Young investigator group „Anion and cation conducting electrolytes for solid state batteries“
Helmholtz-Institut Münster (HI MS), IEK-12, Forschungszentrum Jülich
The increasing utilization of renewable energy sources and the advance of electromobility demand the provision of suitable energy storage technologies. The Helmholtz-Institute Münster (HI MS) brings together scientists from Münster University, Forschungszentrum Jülich and RWTH Aachen University to develop and improve batteries for these applications.
Focus on electrolytes
The young investigator group „Anion and cation conducting electrolytes for solid state batteries“ in Aachen focuses on the investigation and development of solid state electrolytes using computational and experimental methods.
Solid state electrolytes are key element of all solid state lithium-ion batteries as well as high temperature batteries like the Rechargeable Oxide Battery. We are especially interested in relations between composition, structure and properties as well as mechanisms of ionic transport and the prediction of ionic conductivity.
Rechargeable Oxide Battery
One focus is on battery concepts utilizing oxygen ion conductors like the Rechargeable Oxide Battery (ROB). This battery concept features high safety, low material cost and a scalable capacity.
The energy is stored in a metal/metal-oxide redox mass with an H2/H2O-mixture acting as shuttle gas to connect the redox mass with an electrochemical cell. During the charging process, hydrogen is produced from steam at the electrochemical cell. The produced hydrogen then reduces the metal oxide of the redox mass to metal.
During discharge the process is reversed and the metal is oxidized by steam to produce hydrogen that is again converted at the electrochemical cell.
From atomic to macroscopic scale
Density functional theory (DFT) allows the ab-initio prediction of energy barriers and interaction energies for ionic defects in solid state materials. In materials with high defect concentrations the energy barriers depend on the position of the moving defect due to the interactions with the environment. Kinetic Monte Carlo (KMC) methods allow the simulation of the ionic conductivity based on ab-initio energies by performing a sequence of random jumps for which the probability depends on the local environment. The simulations thereby connect the atomistic scale with the macroscopic conductivity for varying temperatures and compositions. We develop and apply KMC code to predict ionic conductivities and investigate the influence of different interactions.
Doped ceria: An oxygen ion conductor
Doped ceria is an oxygen ion conductor where doping with rare-earth oxides like yttrium oxide generates oxygen vacancies in the lattice. The vacancies provide high ionic conductivity at elevated temperatures (around 500 °C). The ionic conductivity depends not only on the number of oxygen vacancies but also on the interaction of the vacancies with each other and the interaction with the dopant ions. We can divide these interactions into „blocking“ (increase of the barrier when passing a dopant) and „trapping“ (vacancies associate with the immobile dopants). The strength of these effects determines the shape of the conductivity curve with respect to the dopant fraction.

Material:
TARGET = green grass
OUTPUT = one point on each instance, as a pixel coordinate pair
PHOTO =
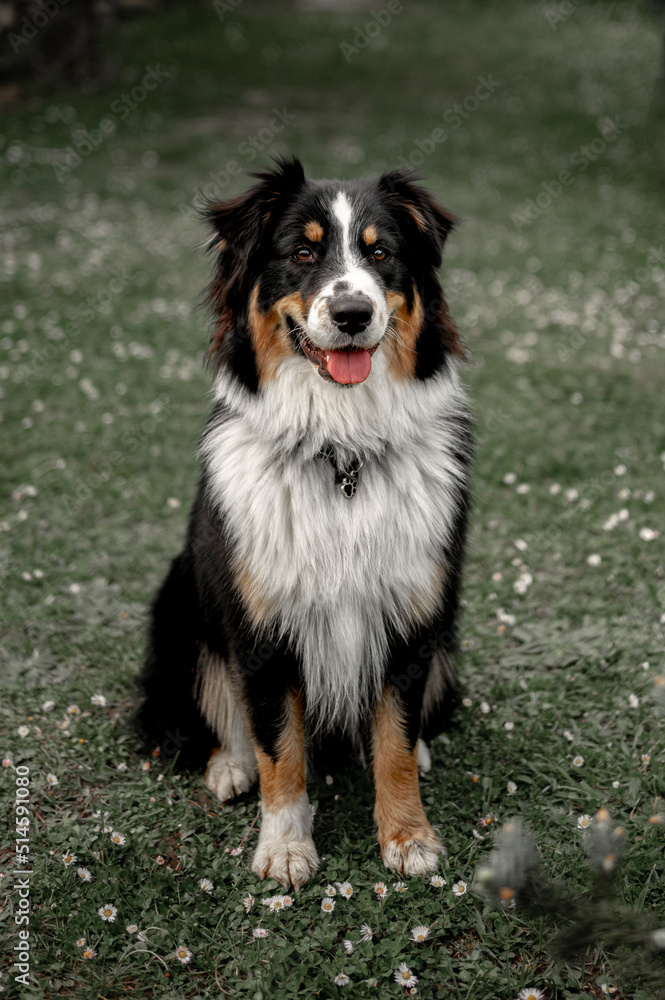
(103, 395)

Task requirements:
**A.** In the research group text, reproduce the part that opens with the words containing "The energy is" and closes with "converted at the electrochemical cell.", substituting "water vapor" for "steam".
**B.** State whether each statement agrees with the research group text, answering yes or no and quoting the deciding words: (i) the Rechargeable Oxide Battery uses an H2/H2O-mixture as shuttle gas; (ii) doped ceria provides high ionic conductivity at room temperature; (iii) the young investigator group is based in Münster.
**C.** According to the research group text, which methods allow the simulation of ionic conductivity based on ab-initio energies?
The data were taken from a separate source.

Answer list:
**A.**
The energy is stored in a metal/metal-oxide redox mass with an H2/H2O-mixture acting as shuttle gas to connect the redox mass with an electrochemical cell. During the charging process, hydrogen is produced from water vapor at the electrochemical cell. The produced hydrogen then reduces the metal oxide of the redox mass to metal.
During discharge the process is reversed and the metal is oxidized by water vapor to produce hydrogen that is again converted at the electrochemical cell.

**B.**
(i) Yes: "with an H2/H2O-mixture acting as shuttle gas to connect the redox mass with an electrochemical cell"
(ii) No: "The vacancies provide high ionic conductivity at elevated temperatures (around 500 °C)."
(iii) No: "The young investigator group „Anion and cation conducting electrolytes for solid state batteries“ in Aachen"

**C.** Kinetic Monte Carlo (KMC) methods.